• **EXERCISE OBJECTIVE**
Extract each line below that contains the string "white". Case counts, so match the capitalization exactly.

---------- STORED RECORDS ----------

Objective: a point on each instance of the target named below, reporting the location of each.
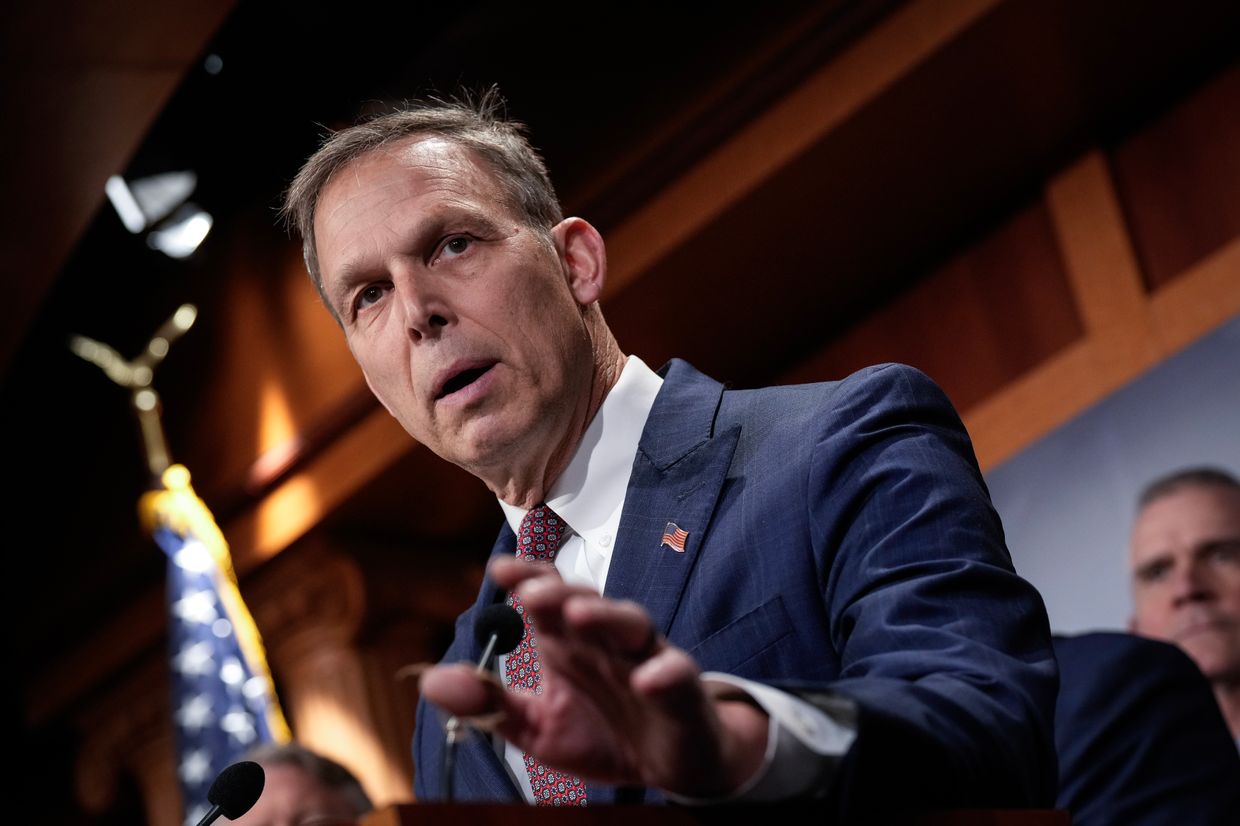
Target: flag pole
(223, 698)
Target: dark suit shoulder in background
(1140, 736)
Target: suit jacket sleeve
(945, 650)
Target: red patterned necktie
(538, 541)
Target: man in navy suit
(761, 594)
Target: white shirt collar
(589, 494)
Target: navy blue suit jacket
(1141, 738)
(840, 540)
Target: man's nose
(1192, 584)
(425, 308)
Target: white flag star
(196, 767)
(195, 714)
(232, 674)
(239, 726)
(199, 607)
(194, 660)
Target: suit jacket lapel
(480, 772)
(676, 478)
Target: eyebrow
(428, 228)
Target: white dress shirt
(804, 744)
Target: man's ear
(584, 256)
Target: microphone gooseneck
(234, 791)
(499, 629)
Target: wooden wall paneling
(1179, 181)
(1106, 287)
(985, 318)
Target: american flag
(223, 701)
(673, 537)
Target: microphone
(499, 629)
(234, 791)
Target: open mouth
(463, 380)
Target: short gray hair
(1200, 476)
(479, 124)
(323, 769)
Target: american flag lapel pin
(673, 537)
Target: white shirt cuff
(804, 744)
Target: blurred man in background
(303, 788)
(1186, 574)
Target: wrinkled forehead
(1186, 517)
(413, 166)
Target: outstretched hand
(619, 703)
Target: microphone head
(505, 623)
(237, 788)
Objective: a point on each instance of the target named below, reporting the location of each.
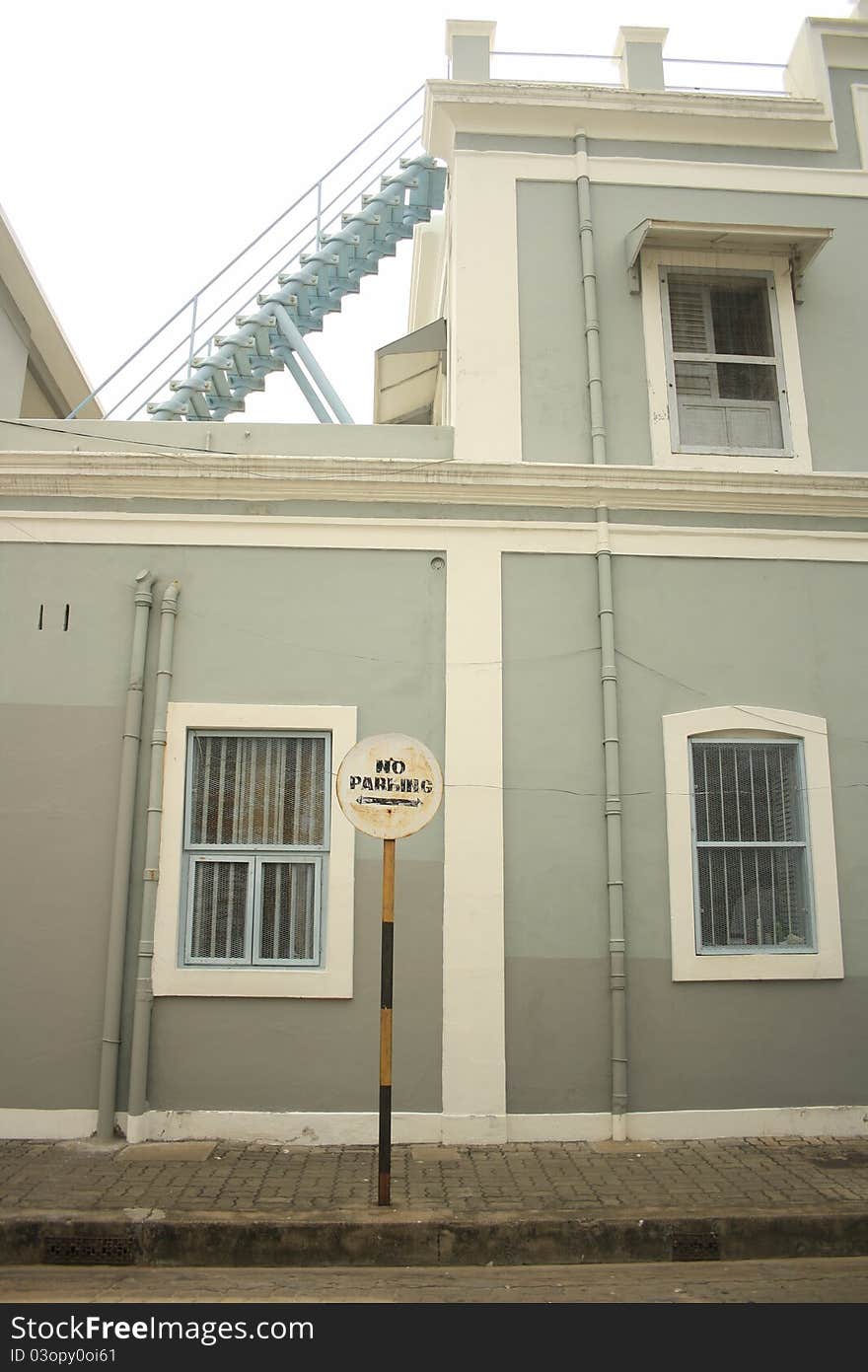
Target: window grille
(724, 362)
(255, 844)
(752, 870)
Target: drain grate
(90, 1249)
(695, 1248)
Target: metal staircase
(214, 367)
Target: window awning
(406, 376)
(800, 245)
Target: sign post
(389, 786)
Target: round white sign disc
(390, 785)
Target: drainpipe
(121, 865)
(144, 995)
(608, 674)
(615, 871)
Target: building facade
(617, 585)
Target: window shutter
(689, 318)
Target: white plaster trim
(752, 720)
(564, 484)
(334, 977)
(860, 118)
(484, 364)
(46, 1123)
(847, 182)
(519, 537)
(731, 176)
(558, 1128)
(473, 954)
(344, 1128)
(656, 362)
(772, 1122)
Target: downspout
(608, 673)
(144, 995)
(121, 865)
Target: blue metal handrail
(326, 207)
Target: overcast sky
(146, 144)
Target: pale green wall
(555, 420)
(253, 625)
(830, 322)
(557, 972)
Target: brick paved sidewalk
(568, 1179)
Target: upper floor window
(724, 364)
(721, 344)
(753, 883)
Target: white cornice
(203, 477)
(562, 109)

----------
---------- STORED RECORDS ----------

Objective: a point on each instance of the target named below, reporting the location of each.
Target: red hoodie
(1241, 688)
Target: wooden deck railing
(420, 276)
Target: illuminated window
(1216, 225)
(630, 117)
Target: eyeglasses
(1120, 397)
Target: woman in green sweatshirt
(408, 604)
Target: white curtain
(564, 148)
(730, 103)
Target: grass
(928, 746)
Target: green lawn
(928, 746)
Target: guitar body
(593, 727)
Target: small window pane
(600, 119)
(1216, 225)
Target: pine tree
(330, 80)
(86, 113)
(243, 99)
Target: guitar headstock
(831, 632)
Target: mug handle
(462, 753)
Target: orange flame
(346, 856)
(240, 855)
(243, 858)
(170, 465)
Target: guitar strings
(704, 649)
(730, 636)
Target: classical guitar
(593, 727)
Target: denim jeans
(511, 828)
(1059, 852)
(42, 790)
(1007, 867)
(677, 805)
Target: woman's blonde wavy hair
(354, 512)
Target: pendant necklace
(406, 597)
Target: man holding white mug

----------

• **WRITTEN RESPONSE**
Target: white shirt collar
Target: white flag star
Target: white dress shirt
Target: white shirt cuff
Target: round white sign disc
Target: white plaster trim
Target: white cornice
Target: white curtain
Target: man holding white mug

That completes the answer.